Task goal:
Which lines in the records below contain the word "clock"? Copy each one.

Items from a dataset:
● ● ● ● ●

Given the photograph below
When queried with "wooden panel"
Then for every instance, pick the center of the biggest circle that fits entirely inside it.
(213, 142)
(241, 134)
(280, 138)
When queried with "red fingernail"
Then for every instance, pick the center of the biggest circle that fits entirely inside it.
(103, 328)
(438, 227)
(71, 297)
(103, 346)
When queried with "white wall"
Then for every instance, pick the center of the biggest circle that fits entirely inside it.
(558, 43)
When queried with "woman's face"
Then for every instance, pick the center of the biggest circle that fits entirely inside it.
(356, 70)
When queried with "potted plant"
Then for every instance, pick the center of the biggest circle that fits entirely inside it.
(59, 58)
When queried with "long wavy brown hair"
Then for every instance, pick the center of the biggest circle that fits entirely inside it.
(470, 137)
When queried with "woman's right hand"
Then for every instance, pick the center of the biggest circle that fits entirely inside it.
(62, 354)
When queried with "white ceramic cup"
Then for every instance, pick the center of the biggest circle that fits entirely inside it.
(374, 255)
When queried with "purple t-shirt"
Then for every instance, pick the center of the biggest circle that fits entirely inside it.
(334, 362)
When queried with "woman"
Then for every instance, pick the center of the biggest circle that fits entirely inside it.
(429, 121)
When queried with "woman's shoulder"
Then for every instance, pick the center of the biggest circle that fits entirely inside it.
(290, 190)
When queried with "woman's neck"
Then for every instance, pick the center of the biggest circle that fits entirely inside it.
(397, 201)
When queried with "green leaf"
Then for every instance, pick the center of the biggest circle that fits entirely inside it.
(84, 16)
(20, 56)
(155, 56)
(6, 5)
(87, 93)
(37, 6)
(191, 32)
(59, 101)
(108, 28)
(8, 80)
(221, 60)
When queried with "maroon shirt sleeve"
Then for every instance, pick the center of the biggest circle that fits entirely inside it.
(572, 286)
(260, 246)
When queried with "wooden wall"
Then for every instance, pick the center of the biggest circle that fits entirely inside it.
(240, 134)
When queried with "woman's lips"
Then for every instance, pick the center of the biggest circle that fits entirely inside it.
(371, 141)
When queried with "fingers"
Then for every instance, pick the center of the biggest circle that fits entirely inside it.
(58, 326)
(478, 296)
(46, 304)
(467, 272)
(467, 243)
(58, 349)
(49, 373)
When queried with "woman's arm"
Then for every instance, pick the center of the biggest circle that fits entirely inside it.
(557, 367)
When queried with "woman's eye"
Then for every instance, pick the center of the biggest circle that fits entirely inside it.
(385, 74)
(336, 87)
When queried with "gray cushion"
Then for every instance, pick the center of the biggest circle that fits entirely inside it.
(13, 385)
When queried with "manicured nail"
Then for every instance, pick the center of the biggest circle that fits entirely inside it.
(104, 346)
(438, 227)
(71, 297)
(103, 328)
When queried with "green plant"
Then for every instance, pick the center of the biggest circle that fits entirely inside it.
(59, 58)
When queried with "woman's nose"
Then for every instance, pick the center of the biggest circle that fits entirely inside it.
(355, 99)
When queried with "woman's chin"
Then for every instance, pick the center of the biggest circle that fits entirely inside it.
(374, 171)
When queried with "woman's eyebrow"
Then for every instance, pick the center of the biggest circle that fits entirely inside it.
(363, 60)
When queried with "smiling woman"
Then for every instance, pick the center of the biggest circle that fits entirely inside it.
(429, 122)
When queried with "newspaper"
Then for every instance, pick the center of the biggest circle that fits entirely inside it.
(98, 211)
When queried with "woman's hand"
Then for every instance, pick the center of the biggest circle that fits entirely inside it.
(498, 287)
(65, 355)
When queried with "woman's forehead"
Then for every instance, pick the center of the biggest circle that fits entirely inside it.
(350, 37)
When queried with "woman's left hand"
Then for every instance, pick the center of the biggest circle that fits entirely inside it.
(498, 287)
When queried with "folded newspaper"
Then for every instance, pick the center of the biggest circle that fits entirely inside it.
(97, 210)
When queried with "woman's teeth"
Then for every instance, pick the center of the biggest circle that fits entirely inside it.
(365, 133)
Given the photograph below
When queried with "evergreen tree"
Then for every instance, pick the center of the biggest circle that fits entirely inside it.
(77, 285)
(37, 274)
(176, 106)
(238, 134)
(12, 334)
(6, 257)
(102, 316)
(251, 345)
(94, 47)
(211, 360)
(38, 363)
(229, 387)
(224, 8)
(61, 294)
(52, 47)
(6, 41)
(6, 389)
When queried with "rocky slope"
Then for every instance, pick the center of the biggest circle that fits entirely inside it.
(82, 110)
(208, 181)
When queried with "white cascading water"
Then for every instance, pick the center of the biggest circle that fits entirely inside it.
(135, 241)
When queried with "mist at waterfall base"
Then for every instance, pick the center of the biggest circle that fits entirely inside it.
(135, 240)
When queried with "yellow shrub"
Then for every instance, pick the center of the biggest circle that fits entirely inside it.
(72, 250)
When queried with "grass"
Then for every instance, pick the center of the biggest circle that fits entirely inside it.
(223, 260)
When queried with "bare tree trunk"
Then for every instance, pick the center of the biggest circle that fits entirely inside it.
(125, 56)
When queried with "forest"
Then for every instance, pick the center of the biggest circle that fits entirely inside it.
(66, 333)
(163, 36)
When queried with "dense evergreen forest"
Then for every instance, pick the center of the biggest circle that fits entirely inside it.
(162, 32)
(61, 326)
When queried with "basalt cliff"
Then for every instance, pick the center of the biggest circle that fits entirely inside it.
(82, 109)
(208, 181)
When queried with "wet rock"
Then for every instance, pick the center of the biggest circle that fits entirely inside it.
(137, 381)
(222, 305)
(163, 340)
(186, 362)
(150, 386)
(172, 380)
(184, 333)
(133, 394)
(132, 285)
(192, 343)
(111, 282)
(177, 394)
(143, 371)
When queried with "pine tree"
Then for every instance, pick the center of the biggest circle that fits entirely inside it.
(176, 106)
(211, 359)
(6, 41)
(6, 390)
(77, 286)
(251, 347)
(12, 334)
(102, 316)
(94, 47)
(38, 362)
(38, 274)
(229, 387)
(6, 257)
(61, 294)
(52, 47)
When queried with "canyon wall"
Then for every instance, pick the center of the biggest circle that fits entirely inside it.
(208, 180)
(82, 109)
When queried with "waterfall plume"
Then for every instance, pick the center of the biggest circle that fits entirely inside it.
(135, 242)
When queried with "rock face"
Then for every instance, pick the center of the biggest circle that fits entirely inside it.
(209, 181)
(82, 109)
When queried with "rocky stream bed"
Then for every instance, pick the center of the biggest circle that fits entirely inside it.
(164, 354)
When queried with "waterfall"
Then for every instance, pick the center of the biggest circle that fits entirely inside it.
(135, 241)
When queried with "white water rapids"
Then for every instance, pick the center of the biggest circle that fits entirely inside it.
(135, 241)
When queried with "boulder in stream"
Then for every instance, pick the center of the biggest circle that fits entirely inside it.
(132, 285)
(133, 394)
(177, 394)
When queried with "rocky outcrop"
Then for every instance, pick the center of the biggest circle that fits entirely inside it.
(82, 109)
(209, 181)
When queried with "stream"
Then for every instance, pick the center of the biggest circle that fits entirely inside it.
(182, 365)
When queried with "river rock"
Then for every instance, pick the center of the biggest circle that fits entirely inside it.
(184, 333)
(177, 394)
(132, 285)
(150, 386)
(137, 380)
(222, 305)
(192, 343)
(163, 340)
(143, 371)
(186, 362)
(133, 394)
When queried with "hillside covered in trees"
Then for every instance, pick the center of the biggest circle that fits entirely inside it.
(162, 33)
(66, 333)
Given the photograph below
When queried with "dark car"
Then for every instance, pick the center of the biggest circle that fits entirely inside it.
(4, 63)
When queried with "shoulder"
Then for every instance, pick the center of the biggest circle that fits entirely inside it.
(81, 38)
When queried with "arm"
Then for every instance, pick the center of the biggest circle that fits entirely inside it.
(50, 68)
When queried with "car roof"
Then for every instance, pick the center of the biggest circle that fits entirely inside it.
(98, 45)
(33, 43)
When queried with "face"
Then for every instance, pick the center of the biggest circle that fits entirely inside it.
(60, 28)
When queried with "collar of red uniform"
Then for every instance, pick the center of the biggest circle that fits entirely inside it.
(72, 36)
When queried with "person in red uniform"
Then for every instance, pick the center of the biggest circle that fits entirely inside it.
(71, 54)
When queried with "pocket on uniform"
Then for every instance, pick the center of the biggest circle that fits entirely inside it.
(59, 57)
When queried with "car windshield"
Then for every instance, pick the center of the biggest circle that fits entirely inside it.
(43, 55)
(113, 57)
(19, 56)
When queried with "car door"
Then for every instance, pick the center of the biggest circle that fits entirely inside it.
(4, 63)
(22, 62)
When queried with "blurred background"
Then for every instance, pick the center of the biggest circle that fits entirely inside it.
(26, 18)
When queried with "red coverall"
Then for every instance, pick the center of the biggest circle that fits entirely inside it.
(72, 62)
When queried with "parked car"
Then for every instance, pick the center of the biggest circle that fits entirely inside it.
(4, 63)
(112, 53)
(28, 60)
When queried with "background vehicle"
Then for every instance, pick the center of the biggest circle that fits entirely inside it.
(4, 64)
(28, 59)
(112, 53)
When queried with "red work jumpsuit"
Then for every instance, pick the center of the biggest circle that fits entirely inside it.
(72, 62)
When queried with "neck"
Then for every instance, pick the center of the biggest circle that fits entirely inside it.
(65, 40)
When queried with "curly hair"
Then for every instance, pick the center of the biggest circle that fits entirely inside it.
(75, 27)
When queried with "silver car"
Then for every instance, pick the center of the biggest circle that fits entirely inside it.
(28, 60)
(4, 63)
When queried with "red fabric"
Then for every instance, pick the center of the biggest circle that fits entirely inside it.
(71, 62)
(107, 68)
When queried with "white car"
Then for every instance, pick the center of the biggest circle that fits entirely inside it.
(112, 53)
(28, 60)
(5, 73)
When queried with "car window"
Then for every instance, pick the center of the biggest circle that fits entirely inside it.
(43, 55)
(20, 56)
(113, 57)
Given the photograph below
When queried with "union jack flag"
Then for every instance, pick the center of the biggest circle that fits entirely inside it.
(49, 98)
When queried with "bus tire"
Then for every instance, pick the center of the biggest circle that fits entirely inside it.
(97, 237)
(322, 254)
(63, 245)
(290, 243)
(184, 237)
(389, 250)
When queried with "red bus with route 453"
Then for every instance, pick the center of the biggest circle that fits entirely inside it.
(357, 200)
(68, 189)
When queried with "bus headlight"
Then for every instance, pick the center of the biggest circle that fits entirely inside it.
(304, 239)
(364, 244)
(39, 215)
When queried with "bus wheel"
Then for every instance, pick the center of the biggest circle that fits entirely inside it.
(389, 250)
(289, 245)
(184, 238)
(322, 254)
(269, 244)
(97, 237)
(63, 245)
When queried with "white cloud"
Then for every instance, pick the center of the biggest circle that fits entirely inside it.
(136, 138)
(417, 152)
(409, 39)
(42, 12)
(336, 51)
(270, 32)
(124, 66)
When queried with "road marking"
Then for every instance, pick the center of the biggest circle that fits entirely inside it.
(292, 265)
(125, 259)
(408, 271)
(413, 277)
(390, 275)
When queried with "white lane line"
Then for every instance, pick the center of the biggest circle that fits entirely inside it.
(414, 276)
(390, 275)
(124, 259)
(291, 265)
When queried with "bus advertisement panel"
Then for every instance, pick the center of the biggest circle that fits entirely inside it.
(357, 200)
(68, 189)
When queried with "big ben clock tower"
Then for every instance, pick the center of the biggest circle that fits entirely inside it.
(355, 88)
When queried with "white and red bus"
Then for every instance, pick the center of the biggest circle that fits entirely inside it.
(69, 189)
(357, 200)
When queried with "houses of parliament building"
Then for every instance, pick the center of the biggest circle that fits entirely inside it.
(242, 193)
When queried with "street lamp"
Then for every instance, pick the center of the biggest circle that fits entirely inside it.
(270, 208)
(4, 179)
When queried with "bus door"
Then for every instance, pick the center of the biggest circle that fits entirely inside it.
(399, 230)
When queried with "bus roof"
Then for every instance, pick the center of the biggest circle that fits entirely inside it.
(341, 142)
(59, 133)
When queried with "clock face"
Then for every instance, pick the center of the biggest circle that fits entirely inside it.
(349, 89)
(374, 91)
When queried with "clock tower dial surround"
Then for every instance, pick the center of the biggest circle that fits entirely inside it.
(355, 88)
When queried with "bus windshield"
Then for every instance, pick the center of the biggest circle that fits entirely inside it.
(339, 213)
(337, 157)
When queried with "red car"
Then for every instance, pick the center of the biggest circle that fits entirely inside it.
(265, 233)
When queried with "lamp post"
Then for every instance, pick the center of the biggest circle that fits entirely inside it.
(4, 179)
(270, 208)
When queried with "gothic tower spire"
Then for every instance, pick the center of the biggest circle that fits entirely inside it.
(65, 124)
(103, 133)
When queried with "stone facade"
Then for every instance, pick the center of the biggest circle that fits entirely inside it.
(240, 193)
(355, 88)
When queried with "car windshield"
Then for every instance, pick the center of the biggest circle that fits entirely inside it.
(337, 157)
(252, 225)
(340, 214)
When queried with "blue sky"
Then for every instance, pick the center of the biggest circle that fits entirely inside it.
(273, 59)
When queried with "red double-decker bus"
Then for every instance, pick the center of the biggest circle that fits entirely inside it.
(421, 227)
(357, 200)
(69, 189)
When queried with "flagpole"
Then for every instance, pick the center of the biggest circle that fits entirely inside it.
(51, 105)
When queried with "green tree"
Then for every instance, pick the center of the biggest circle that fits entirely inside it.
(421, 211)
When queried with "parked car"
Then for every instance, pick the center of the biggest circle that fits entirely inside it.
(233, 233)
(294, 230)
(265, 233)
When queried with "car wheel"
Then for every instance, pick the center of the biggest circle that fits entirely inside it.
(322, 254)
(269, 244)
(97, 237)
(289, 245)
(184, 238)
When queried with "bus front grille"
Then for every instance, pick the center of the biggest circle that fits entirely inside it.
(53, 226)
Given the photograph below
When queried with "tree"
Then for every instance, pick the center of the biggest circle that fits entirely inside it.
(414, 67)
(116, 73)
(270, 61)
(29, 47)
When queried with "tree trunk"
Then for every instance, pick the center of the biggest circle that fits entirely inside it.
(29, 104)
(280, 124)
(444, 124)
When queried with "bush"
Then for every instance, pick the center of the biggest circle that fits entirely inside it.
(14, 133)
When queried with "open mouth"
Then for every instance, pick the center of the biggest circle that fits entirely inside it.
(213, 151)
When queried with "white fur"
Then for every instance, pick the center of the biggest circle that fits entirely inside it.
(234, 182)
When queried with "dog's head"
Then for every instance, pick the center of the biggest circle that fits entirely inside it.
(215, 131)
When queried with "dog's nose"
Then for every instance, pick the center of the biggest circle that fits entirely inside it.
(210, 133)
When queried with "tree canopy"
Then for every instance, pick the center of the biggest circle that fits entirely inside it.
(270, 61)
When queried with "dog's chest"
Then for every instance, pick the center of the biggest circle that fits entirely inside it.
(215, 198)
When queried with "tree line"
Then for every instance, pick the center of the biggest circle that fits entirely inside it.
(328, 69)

● ● ● ● ●

Solved exercise:
When queried with "big ben clock tower"
When queried with "clock face"
When queried with "clock tower dial surround"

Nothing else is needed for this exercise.